_Given request_:
Reproduce every line of the items below in full, requests included, and add 84 to each coordinate in the recorded mask paths. Leave the numbers in the requests and in the layout samples unchanged.

_Material_:
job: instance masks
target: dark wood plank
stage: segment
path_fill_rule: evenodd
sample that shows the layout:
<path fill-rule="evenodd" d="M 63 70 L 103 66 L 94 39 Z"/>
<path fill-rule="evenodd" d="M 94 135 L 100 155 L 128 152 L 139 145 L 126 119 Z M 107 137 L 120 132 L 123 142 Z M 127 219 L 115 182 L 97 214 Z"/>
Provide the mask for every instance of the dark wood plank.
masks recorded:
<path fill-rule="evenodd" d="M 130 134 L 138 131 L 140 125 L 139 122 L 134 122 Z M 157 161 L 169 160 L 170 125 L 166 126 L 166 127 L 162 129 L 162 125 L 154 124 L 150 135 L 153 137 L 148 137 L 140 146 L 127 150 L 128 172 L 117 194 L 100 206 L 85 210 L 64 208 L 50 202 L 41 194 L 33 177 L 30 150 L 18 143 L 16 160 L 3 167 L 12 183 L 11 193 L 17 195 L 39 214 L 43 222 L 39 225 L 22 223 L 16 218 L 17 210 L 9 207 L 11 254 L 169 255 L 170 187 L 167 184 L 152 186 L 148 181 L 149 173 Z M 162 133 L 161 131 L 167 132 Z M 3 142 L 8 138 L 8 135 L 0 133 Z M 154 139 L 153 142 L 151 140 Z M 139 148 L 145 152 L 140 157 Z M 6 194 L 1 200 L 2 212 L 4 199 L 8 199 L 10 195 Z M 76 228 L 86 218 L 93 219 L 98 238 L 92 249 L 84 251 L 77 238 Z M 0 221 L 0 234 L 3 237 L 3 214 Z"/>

_Solution to this problem_:
job: instance masks
target: dark wood plank
stage: segment
path_fill_rule: evenodd
sample that shows the layout:
<path fill-rule="evenodd" d="M 63 70 L 103 66 L 94 39 Z"/>
<path fill-rule="evenodd" d="M 94 135 L 100 155 L 128 152 L 139 145 L 126 119 Z M 107 137 L 120 132 L 123 142 Z M 127 219 L 115 182 L 97 214 Z"/>
Provide the mask for every instance of the dark wood plank.
masks recorded:
<path fill-rule="evenodd" d="M 214 218 L 222 215 L 224 209 L 223 206 L 218 206 Z M 241 245 L 253 244 L 254 209 L 250 210 L 250 211 L 246 213 L 246 209 L 238 208 L 234 219 L 237 221 L 232 221 L 224 230 L 211 234 L 212 256 L 201 278 L 184 290 L 169 294 L 148 292 L 134 286 L 125 278 L 117 261 L 114 234 L 102 227 L 100 244 L 87 251 L 96 267 L 95 277 L 101 279 L 123 298 L 127 306 L 123 309 L 106 307 L 100 302 L 101 294 L 93 291 L 95 338 L 253 339 L 254 271 L 251 268 L 236 270 L 232 265 L 233 257 Z M 246 217 L 245 215 L 251 216 Z M 87 226 L 92 222 L 92 219 L 84 217 Z M 238 223 L 237 226 L 235 224 Z M 223 232 L 229 236 L 224 241 Z M 90 278 L 85 284 L 86 296 L 88 283 L 92 283 L 94 279 Z M 160 312 L 170 302 L 177 303 L 182 322 L 176 333 L 168 335 L 161 322 Z M 84 305 L 84 318 L 87 321 L 87 298 Z"/>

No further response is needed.